Metrics tracker¶

MetricsTracker is the central per-step metric collector. One instance is created once in scripts/train.py; the training loop bookends every step with start_step() / end_step() and the tracker handles timing, smoothing, stdout formatting, and backend dispatch.

Wiring¶

# scripts/train.py
tracker = MetricsTracker(config, num_gpus=world_size)
tracker.init_backends(config)     # lazy rank-0 init
...
while step < tc.max_steps:
    tracker.start_step()
    # ... forward, backward, optimizer step ...
    tracker.end_step(step, loss=loss, grad_norm=gn, lr=lr,
                     tokens_in_step=tokens_per_step)
    ...
tracker.close()

init_backends is separate from __init__ because distributed init and config rewrites (e.g. restored wandb_run_id) happen between tracker construction and the first step.

Per-step flow¶

end_step runs five things in order:

Timing — step_time = perf_counter() - _step_start; derives tokens_per_sec = tokens_in_step / step_time.
MFU — calls compute_mfu(model_config, tokens_per_sec, num_gpus, gpu_peak_tflops, seq_len). See MFU.
Memory stats — get_memory_stats() + get_memory_utilization(), captured every step from device 0.
EMA smoothing — updates four smoothed keys (loss, tokens_per_sec, mfu, step_time) with alpha=0.1.
Log if due — if step % log_interval == 0 or step == 1, dispatch to stdout + all backends and return a StepMetrics. Otherwise return None.

`StepMetrics`¶

@dataclass
class StepMetrics:
    loss: float           # raw, not smoothed
    grad_norm: float
    lr: float
    tokens_per_sec: float # global (across all GPUs)
    mfu: float
    step_time_sec: float
    allocated_gb: float
    peak_gb: float
    reserved_gb: float
    total_gb: float
    mem_utilization: float

Returned from end_step() only on logging steps. The raw values are written to backends; the EMA-smoothed copies go under a smoothed/ prefix (see below).

EMA smoothing¶

# kempnerforge/metrics/tracker.py — _update_smoothed
if key not in self._smoothed:
    self._smoothed[key] = value      # bootstrap with first sample
else:
    self._smoothed[key] = alpha * value + (1 - alpha) * self._smoothed[key]

alpha = 0.1 is hardcoded. Four metrics get smoothed: loss, tokens_per_sec, mfu, step_time. Smoothed values are reported to backends as smoothed/loss, smoothed/tokens_per_sec, etc. Stdout reports the raw values.

**Given entries:**

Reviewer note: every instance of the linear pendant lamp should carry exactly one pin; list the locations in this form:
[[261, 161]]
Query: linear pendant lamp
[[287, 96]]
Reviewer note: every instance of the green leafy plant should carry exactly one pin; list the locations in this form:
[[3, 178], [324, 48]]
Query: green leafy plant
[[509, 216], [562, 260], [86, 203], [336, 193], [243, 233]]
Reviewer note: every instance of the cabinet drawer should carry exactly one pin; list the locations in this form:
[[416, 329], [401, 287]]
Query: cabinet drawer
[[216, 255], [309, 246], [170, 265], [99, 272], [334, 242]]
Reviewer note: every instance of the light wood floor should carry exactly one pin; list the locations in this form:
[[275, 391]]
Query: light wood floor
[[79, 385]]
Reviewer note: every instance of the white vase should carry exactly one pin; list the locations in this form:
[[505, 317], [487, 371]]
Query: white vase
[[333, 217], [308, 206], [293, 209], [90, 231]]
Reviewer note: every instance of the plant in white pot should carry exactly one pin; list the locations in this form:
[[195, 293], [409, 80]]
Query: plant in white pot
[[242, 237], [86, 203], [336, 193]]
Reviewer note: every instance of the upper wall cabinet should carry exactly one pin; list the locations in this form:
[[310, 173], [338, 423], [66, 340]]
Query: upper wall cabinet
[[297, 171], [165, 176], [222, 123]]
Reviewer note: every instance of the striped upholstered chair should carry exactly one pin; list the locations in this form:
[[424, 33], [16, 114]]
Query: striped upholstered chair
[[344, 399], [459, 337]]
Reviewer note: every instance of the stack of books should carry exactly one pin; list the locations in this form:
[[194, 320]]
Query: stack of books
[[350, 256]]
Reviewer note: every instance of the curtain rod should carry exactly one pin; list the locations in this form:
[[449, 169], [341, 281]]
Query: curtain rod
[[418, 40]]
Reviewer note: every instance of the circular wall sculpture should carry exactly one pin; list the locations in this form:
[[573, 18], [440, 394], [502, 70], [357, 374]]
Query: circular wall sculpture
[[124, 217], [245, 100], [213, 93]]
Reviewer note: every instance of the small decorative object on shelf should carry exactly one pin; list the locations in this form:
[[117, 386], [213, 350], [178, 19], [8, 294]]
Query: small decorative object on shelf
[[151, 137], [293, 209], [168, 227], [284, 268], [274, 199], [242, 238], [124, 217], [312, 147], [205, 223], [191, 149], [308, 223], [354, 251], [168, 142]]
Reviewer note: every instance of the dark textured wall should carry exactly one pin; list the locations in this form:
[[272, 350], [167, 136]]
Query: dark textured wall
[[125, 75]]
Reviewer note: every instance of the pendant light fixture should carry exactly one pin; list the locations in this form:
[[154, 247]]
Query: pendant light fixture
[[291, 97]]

**Work instructions:**
(a) According to the metrics tracker documentation, what value of alpha is used for EMA smoothing, and can it be configured?
(b) List, in order, the five things that end_step runs according to the metrics tracker documentation.
(c) Continue the metrics tracker documentation from the point where it stops.

**Answers for this exercise:**
(a) Alpha is 0.1, and it is hardcoded.

(b)
1. Timing
2. MFU
3. Memory stats
4. EMA smoothing
5. Log if due

(c)
Smoothing runs every step regardless of log_interval — the EMA is built from every data point, even ones that aren’t logged.

Log interval¶

if step % self.metrics_config.log_interval == 0 or step == 1:
    self._log_step(step, metrics)

Default log_interval = 10. Step 1 is always logged (useful sanity check that the pipeline is alive). Step 0 is never reached — the training loop starts at step = 1.

Stdout format¶

[step 1000] loss=2.3400 | lr=3.00e-04 | grad_norm=1.250 | tok/s=125,000 | mfu=52.3% | mem=71.2/80GB | step_time=1.25s

Produced by format_metrics(step, {...}) from kempnerforge/metrics/logger.py. Numbers use _format_number: int gets k/M/B suffix, float gets scientific notation below 0.01 or above 1e6, otherwise 4 decimals.

The same logger writes every other logger.info in the framework — with a [rank N] LEVEL prefix and ANSI color if stdout.isatty() and NO_COLOR isn’t set (see _RankFormatter).

Backend dispatch¶

end_step emits a numeric dict to every configured backend:

backend_dict = {
    "train/loss": ..., "train/grad_norm": ..., "train/lr": ...,
    "train/tokens_per_sec": ..., "train/mfu": ..., "train/step_time_sec": ...,
    "gpu/allocated_gb": ..., "gpu/peak_gb": ..., "gpu/reserved_gb": ...,
    "gpu/mem_utilization": ...,
    # plus smoothed/*
}
for backend in self._backends:
    backend.log(backend_dict, step=step)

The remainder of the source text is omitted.